-------- Given information
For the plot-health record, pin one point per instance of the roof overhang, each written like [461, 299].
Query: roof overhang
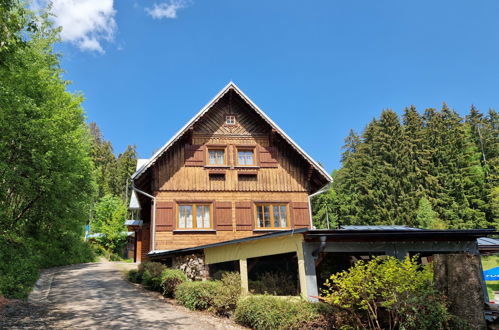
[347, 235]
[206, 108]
----------------
-------- Given information
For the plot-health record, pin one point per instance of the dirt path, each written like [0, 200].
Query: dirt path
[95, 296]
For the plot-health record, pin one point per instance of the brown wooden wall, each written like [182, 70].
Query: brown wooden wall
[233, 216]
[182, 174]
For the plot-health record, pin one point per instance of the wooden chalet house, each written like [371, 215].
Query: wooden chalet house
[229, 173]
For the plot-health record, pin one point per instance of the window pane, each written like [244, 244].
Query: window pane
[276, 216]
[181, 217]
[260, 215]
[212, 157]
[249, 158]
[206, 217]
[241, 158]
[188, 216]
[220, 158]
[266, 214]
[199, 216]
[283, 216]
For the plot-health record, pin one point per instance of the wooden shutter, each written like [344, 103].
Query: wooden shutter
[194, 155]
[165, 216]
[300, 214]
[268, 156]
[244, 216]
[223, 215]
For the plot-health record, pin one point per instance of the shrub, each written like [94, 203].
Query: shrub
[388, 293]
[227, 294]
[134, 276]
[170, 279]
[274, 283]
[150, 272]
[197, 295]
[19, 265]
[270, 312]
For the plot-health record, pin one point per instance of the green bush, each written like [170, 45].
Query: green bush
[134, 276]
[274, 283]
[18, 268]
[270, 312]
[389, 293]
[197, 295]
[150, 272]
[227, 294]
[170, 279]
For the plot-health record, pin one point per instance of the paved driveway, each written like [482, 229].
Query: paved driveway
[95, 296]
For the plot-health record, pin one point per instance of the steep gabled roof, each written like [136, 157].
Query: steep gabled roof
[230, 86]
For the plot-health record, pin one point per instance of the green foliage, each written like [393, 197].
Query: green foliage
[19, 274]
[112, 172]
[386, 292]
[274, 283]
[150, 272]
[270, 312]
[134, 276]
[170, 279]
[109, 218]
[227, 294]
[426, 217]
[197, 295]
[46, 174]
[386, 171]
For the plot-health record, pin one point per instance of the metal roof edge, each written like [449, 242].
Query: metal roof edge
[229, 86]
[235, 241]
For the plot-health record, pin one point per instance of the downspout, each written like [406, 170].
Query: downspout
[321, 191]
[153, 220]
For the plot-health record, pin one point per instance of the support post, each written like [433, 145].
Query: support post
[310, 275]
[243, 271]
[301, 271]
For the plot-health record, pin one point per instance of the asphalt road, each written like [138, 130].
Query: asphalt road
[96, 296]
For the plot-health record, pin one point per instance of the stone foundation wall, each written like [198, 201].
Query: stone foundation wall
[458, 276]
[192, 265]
----------------
__Your task__:
Restate word for word the lines of the data above, starting at the line containing "Query: green bush" and ending at the line containing "like [138, 130].", both included, and nothing more.

__Solution to this exercise__:
Query: green bush
[134, 276]
[274, 283]
[18, 268]
[270, 312]
[389, 293]
[197, 295]
[150, 272]
[227, 294]
[170, 279]
For the plot-health record, pin one point per instance of the paved driveway, each written like [482, 229].
Query: paved driveway
[95, 296]
For the plot-health record, pin one point per instance of the steep gabled roof, each written like [136, 157].
Query: steep gabled roof
[230, 86]
For the plot-health record, pin one point per instance of the green foliage, each written like [393, 197].
Query: green foliage
[19, 274]
[112, 172]
[386, 292]
[274, 283]
[150, 272]
[270, 312]
[134, 276]
[170, 279]
[109, 218]
[227, 294]
[426, 217]
[197, 295]
[46, 174]
[386, 171]
For the plot-health record, pin one point per instance of the metal roof edge, each written like [449, 242].
Query: metal roof edge
[229, 86]
[235, 241]
For the plot-health record, pin one point per instance of the downspout, each written like [406, 170].
Query: downspout
[321, 191]
[153, 220]
For the plot-health record, pin one point per instance of the support post, each written like [433, 145].
Query: support post
[310, 275]
[243, 271]
[301, 271]
For the plot-health record, pin one point per instance of the asphalt road, each written like [138, 130].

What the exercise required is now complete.